YOUR ASSIGNMENT: Transcribe every record verbatim; no pictures.

MATERIAL FOR THE TASK section start

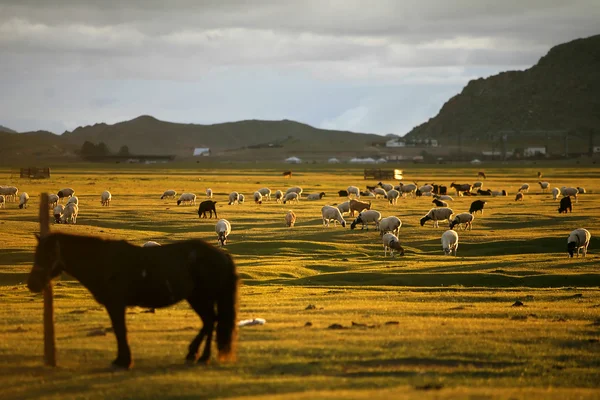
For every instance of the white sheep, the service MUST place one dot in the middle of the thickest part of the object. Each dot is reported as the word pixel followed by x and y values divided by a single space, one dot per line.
pixel 330 213
pixel 391 243
pixel 170 194
pixel 578 240
pixel 223 229
pixel 23 199
pixel 187 198
pixel 70 213
pixel 463 219
pixel 105 198
pixel 365 217
pixel 290 218
pixel 292 196
pixel 450 242
pixel 390 224
pixel 234 198
pixel 437 214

MATERIAL FOR THE TASK section end

FINISHED TASK:
For every instance of the white sheep, the service MUST place one dot in the middle of the thickest part of the object. Each dot is reported as the word pixel followed by x and y values divided by a single space, one dot per line.
pixel 330 213
pixel 391 243
pixel 170 194
pixel 578 240
pixel 223 229
pixel 23 199
pixel 187 198
pixel 70 213
pixel 463 219
pixel 105 198
pixel 365 217
pixel 290 218
pixel 292 196
pixel 450 242
pixel 390 224
pixel 234 198
pixel 437 214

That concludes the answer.